• [Assignment]
The response must be a precise copy of the records that follow.

(Point localization data)
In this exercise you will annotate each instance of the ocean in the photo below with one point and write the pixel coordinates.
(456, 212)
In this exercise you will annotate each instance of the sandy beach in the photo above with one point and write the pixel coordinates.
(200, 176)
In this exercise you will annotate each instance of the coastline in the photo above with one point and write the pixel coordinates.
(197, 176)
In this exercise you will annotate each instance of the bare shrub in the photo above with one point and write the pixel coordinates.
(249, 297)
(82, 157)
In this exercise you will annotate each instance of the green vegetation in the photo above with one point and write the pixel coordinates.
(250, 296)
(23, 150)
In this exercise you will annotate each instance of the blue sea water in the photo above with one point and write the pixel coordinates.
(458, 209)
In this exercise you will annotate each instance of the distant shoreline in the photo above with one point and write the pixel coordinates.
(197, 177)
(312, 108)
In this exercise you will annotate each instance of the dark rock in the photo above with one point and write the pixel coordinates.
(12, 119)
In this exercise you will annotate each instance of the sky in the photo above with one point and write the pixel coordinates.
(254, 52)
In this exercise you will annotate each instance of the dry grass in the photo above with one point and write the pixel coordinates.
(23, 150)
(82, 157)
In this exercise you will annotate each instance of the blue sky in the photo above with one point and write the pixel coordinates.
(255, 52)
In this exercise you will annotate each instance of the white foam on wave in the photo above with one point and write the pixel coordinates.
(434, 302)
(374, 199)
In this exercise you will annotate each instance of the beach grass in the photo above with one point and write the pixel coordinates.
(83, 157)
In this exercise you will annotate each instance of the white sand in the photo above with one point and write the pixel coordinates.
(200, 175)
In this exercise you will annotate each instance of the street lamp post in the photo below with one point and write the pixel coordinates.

• [Answer space]
In this exercise you will annotate each instance of the ocean in the photo below with one point and write the pixel coordinates.
(456, 212)
In this exercise you will annotate each instance of the sandy beach in the photo above with one point and write the pixel coordinates.
(200, 176)
In this exercise you will annotate each instance of the coastline in the photo above with one point and write the pixel coordinates.
(197, 176)
In this exercise you will annotate each instance of the bare shrub in the photo above with one point and write the pixel coordinates.
(249, 297)
(82, 157)
In this exercise you will annotate each instance of the green vegetation in the photo above with one point and write the pixel coordinates.
(250, 296)
(23, 150)
In this exercise you will annotate each instance of the blue sea water in the photo above with one point and write the pixel coordinates.
(458, 209)
In this exercise you will annotate each instance of the distant shoreline in the photo above with one point and write the pixel coordinates.
(197, 177)
(312, 108)
In this exercise you will annotate each instance of the dark rock in the photo above with one point and write the pixel coordinates.
(12, 119)
In this exercise you will annotate each instance of the sky in the photo above with one point and write the pixel coordinates.
(254, 52)
In this exercise you will annotate each instance of the dry grass in the photo above with one point and write the pixel coordinates.
(23, 150)
(82, 157)
In this exercise you will annotate each instance of the blue sky in the photo above with one point and write the pixel coordinates.
(255, 52)
In this exercise you will annotate each instance of the white foam on wave in the photo above with one point and write the pixel coordinates.
(434, 302)
(374, 199)
In this exercise you will annotate each instance of the beach grass in the photo above with one point and write the pixel coordinates.
(83, 157)
In this exercise you will annotate each instance of the white sand in the photo above with one point and write the pixel coordinates.
(200, 175)
In this exercise you will annotate each instance of the street lamp post in the photo below with one point and write the pixel coordinates.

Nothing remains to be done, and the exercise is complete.